## Work required
With pictures removed, output every record below exactly as written.

------

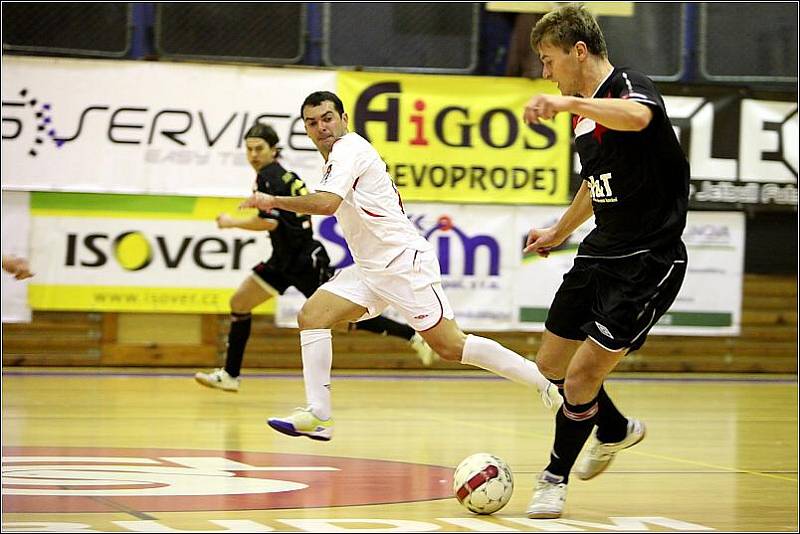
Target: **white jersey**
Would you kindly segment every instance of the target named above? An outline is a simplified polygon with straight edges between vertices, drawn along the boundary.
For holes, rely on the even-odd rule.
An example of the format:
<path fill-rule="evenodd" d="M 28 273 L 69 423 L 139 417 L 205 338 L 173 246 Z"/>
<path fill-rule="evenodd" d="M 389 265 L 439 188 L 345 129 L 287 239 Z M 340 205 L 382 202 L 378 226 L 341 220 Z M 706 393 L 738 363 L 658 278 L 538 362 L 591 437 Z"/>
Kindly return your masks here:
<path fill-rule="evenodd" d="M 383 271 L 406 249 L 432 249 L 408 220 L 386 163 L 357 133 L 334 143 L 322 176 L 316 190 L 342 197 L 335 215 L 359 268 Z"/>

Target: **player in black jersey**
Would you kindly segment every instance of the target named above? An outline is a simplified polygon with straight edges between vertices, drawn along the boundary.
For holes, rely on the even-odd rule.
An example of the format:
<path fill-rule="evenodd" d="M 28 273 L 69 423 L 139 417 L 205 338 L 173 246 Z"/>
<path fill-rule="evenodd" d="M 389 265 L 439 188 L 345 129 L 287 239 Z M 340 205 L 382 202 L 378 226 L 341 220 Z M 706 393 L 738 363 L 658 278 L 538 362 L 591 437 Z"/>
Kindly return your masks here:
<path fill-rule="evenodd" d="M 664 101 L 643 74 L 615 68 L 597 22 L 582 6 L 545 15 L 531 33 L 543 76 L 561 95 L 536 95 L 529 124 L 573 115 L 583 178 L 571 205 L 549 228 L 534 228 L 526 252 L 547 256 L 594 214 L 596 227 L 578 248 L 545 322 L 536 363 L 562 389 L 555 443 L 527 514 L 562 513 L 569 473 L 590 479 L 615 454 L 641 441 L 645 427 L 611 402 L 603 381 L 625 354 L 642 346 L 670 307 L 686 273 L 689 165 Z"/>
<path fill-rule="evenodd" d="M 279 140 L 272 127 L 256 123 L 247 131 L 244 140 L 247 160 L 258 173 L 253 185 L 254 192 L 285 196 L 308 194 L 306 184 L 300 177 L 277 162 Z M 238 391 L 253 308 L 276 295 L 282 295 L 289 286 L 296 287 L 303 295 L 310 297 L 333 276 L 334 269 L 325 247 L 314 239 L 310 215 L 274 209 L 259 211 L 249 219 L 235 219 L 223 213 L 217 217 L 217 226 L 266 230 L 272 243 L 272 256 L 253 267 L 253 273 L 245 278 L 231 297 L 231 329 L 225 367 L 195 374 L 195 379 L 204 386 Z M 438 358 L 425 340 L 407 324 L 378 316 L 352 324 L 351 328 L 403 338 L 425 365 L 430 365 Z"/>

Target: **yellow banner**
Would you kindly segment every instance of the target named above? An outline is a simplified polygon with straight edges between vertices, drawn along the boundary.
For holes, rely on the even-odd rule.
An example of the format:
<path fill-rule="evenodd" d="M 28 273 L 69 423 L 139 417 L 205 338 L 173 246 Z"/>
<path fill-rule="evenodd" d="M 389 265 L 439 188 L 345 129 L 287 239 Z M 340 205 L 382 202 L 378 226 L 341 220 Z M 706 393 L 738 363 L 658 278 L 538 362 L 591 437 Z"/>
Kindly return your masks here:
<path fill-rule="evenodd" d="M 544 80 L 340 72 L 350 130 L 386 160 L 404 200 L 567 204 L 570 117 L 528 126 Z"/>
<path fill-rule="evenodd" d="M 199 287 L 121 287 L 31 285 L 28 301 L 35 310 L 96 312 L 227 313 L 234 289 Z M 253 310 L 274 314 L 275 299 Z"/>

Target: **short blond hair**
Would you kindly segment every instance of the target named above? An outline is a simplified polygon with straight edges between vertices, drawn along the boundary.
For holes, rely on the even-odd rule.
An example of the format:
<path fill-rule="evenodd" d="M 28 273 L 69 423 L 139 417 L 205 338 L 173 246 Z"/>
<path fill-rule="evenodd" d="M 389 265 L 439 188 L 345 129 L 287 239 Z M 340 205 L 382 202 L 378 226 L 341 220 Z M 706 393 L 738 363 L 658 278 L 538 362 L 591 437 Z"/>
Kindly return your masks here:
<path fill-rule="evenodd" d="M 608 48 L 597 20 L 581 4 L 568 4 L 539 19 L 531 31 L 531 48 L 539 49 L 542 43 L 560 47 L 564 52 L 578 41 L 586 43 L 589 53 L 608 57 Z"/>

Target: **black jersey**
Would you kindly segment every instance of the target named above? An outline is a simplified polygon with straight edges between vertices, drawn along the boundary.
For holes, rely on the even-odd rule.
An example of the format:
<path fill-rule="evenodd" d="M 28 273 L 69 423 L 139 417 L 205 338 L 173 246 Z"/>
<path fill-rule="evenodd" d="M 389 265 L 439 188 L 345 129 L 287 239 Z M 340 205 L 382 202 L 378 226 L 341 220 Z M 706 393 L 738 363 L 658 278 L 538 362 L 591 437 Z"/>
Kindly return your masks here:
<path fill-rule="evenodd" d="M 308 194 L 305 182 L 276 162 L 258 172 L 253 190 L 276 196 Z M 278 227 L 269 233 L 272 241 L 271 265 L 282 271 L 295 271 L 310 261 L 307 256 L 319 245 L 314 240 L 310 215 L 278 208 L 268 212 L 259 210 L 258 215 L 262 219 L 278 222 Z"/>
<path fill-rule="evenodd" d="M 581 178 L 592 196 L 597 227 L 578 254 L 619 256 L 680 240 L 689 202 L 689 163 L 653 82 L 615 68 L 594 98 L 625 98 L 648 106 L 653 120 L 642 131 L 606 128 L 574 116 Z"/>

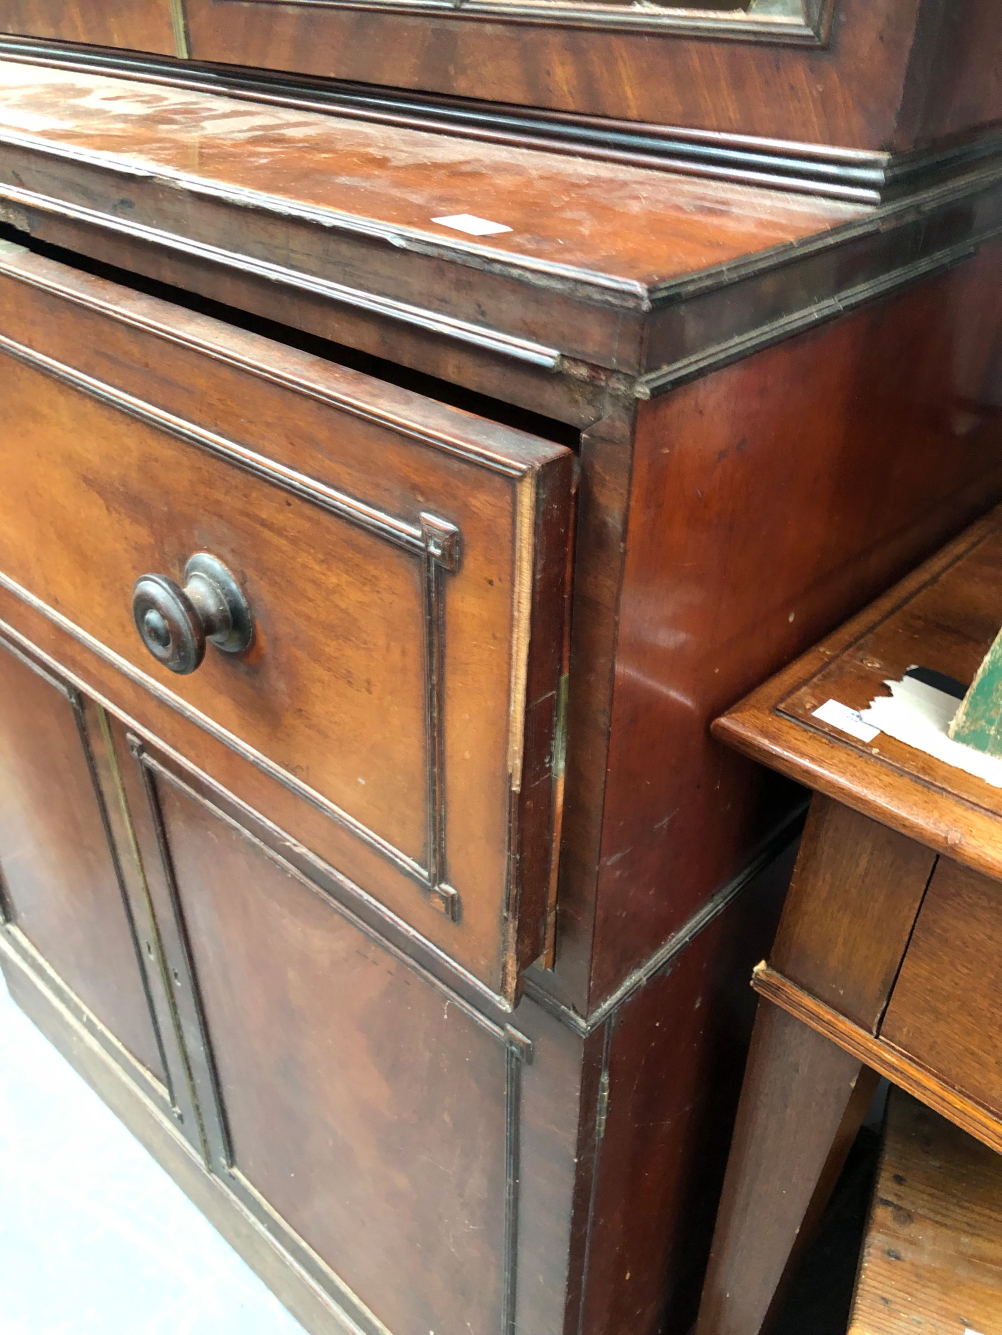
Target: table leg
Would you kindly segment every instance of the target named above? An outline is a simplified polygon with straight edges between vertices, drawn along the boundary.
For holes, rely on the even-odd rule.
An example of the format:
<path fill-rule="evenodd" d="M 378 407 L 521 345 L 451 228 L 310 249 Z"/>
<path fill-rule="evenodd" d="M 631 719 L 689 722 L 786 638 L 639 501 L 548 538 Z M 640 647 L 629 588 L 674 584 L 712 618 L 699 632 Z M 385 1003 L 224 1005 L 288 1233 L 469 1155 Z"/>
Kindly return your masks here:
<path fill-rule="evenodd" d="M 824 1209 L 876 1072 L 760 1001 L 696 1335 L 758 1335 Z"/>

------

## Answer section
Target: **white jersey**
Would you kindly segment every instance of the target named above? An outline is a simplified polygon with straight edges between vertices, drawn along the boundary.
For holes, rely on the even-odd rule.
An example of the format:
<path fill-rule="evenodd" d="M 28 273 L 69 423 L 139 417 L 205 338 L 173 246 Z"/>
<path fill-rule="evenodd" d="M 389 265 L 439 188 L 345 129 L 287 239 Z M 340 205 L 382 202 L 378 226 L 341 220 Z M 706 393 L 738 363 L 658 278 L 538 362 L 591 437 Z"/>
Kindly return your masks here:
<path fill-rule="evenodd" d="M 383 271 L 406 249 L 432 249 L 408 220 L 386 163 L 357 133 L 334 143 L 322 176 L 316 190 L 342 197 L 335 215 L 359 268 Z"/>

Target: **player in black jersey**
Would you kindly segment every instance of the target named above? An outline is a simplified polygon with straight edges between vertices, drawn along the boundary.
For holes, rely on the even-odd rule.
An example of the format:
<path fill-rule="evenodd" d="M 28 273 L 69 423 L 139 417 L 205 338 L 173 246 Z"/>
<path fill-rule="evenodd" d="M 389 265 L 439 188 L 345 129 L 287 239 Z M 340 205 L 382 202 L 378 226 L 341 220 Z M 706 393 L 738 363 L 658 278 L 538 362 L 591 437 Z"/>
Kindly return your masks here:
<path fill-rule="evenodd" d="M 664 101 L 643 74 L 615 68 L 597 22 L 582 6 L 545 15 L 531 33 L 543 76 L 561 95 L 536 95 L 529 124 L 573 115 L 583 178 L 571 205 L 549 228 L 534 228 L 526 252 L 547 256 L 594 214 L 596 227 L 578 248 L 545 322 L 536 363 L 562 389 L 555 443 L 527 514 L 562 513 L 569 473 L 590 479 L 615 454 L 641 441 L 645 427 L 611 402 L 603 381 L 625 354 L 642 346 L 670 307 L 686 273 L 689 165 Z"/>
<path fill-rule="evenodd" d="M 279 140 L 272 127 L 256 123 L 247 131 L 244 140 L 247 160 L 258 173 L 253 185 L 254 192 L 285 196 L 308 194 L 306 184 L 300 177 L 277 162 Z M 238 391 L 253 308 L 276 295 L 282 295 L 289 286 L 296 287 L 303 295 L 310 297 L 333 276 L 334 269 L 325 247 L 314 239 L 310 215 L 274 209 L 259 211 L 249 219 L 235 219 L 223 213 L 217 217 L 217 226 L 266 230 L 272 243 L 272 256 L 253 267 L 253 273 L 245 278 L 231 297 L 231 329 L 225 367 L 195 374 L 195 379 L 204 386 Z M 438 358 L 425 340 L 407 324 L 378 316 L 352 324 L 351 328 L 403 338 L 425 365 L 430 365 Z"/>

Target: **yellow banner**
Would you kindly segment every instance of the target named above? An outline is a simplified polygon with straight edges between vertices, drawn along the boundary.
For holes, rely on the even-odd rule.
An example of the format:
<path fill-rule="evenodd" d="M 28 273 L 69 423 L 139 417 L 205 338 L 173 246 Z"/>
<path fill-rule="evenodd" d="M 389 265 L 439 188 L 345 129 L 287 239 Z M 340 205 L 382 202 L 378 226 L 341 220 Z M 706 393 L 738 363 L 658 278 L 538 362 L 591 437 Z"/>
Kindly return your masks here:
<path fill-rule="evenodd" d="M 544 80 L 340 72 L 350 130 L 386 160 L 404 200 L 567 204 L 570 117 L 528 126 Z"/>
<path fill-rule="evenodd" d="M 199 287 L 121 287 L 31 285 L 28 301 L 35 310 L 96 312 L 227 313 L 234 289 Z M 253 310 L 274 314 L 275 299 Z"/>

Target: **short blond hair**
Would you kindly segment every instance of the target named above? An outline is a simplified polygon with straight edges between vertices, drawn along the boundary.
For holes, rely on the even-odd rule.
An example of the format:
<path fill-rule="evenodd" d="M 28 273 L 69 423 L 139 417 L 205 338 L 173 246 Z"/>
<path fill-rule="evenodd" d="M 389 265 L 439 188 L 345 129 L 287 239 Z M 340 205 L 382 202 L 378 226 L 341 220 Z M 706 393 L 738 363 L 658 278 L 538 362 L 591 437 Z"/>
Kindly return your masks here:
<path fill-rule="evenodd" d="M 608 48 L 597 20 L 581 4 L 568 4 L 539 19 L 531 31 L 531 48 L 539 49 L 542 43 L 560 47 L 564 52 L 578 41 L 586 43 L 589 53 L 608 57 Z"/>

Target: **black jersey**
Would you kindly segment every instance of the target named above? An outline is a simplified polygon with straight edges between vertices, drawn along the boundary.
For holes, rely on the even-odd rule.
An example of the format:
<path fill-rule="evenodd" d="M 28 273 L 69 423 L 139 417 L 205 338 L 173 246 Z"/>
<path fill-rule="evenodd" d="M 389 265 L 439 188 L 345 129 L 287 239 Z M 340 205 L 382 202 L 378 226 L 341 220 Z M 706 393 L 738 363 L 658 278 L 538 362 L 591 437 Z"/>
Kindly return your masks here:
<path fill-rule="evenodd" d="M 308 194 L 305 182 L 276 162 L 258 172 L 253 190 L 276 196 Z M 278 227 L 269 233 L 272 241 L 271 265 L 282 271 L 295 271 L 310 261 L 307 256 L 319 245 L 314 240 L 310 215 L 278 208 L 268 212 L 259 210 L 258 215 L 262 219 L 278 222 Z"/>
<path fill-rule="evenodd" d="M 581 178 L 592 196 L 597 227 L 578 254 L 619 256 L 680 240 L 689 202 L 689 163 L 653 82 L 615 68 L 594 98 L 625 98 L 648 106 L 653 120 L 642 131 L 606 128 L 574 116 Z"/>

Target: table leg
Would you kindly segment every instance of the target named above? An outline is a simplified polygon with straight edges between vertices, drawn along the boundary.
For holes, rely on the even-odd rule.
An example of the format:
<path fill-rule="evenodd" d="M 378 407 L 521 345 L 451 228 L 310 249 Z"/>
<path fill-rule="evenodd" d="M 631 719 L 689 722 L 786 638 L 639 501 L 548 538 Z M 640 647 L 629 588 L 674 584 L 712 618 L 699 632 Z M 385 1003 L 224 1005 L 288 1233 L 469 1155 Z"/>
Kindly return your masks here:
<path fill-rule="evenodd" d="M 824 1209 L 876 1072 L 760 1001 L 696 1335 L 758 1335 Z"/>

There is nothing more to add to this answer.